ACTIVITY: Here is a block of records. Copy every one of them exactly.

EXTRACTED MATERIAL START

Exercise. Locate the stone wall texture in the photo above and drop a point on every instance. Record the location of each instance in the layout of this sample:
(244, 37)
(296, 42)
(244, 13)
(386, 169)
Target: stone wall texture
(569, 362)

EXTRACTED MATERIAL END

EXERCISE ANSWER:
Exercise. Locate the stone wall texture in the photo above and drop a point on every instance. Record the location of each instance in the layout of this sample:
(244, 37)
(296, 42)
(244, 13)
(386, 169)
Target: stone wall texture
(569, 362)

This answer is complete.